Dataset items
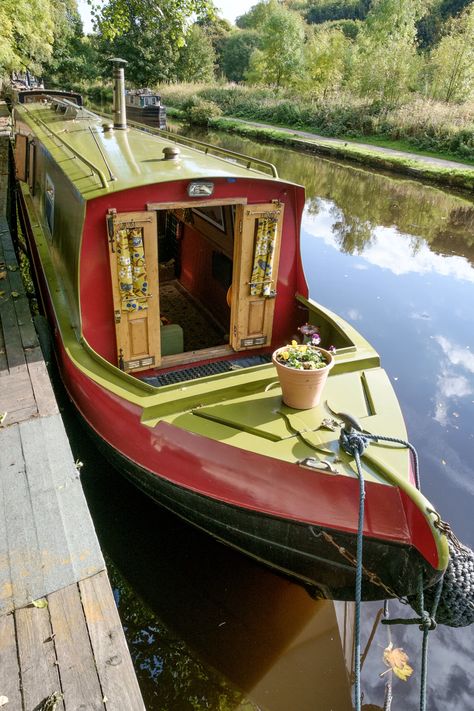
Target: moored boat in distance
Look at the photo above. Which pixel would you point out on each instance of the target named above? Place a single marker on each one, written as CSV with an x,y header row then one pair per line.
x,y
170,271
144,106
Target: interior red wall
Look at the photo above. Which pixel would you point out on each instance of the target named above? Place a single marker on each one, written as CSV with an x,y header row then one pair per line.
x,y
196,274
95,282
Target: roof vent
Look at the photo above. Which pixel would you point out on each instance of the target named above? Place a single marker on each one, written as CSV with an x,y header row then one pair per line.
x,y
120,113
171,153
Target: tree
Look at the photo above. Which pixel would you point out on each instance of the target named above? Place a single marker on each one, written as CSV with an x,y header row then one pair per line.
x,y
237,52
326,55
147,34
386,63
197,57
74,57
452,61
26,34
279,62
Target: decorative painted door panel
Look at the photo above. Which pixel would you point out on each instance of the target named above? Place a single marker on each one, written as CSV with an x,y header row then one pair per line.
x,y
257,241
133,251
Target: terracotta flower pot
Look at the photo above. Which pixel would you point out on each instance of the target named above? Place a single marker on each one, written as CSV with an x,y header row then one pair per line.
x,y
302,389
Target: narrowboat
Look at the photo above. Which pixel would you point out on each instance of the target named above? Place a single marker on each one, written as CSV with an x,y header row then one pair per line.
x,y
144,106
147,250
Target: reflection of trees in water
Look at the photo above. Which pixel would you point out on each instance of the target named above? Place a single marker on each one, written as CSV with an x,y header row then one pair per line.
x,y
170,675
366,200
353,235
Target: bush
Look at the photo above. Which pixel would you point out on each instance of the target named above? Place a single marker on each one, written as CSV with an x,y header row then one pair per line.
x,y
199,111
426,124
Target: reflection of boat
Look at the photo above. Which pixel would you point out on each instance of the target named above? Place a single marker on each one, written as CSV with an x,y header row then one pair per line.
x,y
145,106
136,243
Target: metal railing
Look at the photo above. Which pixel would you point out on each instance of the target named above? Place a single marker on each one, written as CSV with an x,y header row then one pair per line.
x,y
206,148
74,151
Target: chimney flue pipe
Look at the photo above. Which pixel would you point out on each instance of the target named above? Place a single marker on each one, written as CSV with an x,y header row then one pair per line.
x,y
120,112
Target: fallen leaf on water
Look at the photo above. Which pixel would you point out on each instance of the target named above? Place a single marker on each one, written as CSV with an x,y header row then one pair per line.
x,y
41,603
397,660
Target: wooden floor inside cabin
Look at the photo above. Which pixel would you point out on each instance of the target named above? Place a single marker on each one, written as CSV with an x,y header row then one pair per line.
x,y
200,328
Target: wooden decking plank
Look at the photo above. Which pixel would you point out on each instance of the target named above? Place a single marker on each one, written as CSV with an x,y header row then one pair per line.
x,y
113,660
36,652
9,666
16,396
22,572
79,678
64,527
43,392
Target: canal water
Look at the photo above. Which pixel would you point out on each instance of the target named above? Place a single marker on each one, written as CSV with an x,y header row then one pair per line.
x,y
210,629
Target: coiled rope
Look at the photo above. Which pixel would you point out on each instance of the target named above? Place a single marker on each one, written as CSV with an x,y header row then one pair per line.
x,y
455,608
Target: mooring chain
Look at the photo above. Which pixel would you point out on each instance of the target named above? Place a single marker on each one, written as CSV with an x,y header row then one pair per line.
x,y
372,577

• **WORK TO BE COMPLETED**: Above are the records. Copy every line in them holding "water".

• **OUTPUT OF THE EXERCISE**:
Target: reflection of trees in water
Target: fallen leaf on water
Target: canal water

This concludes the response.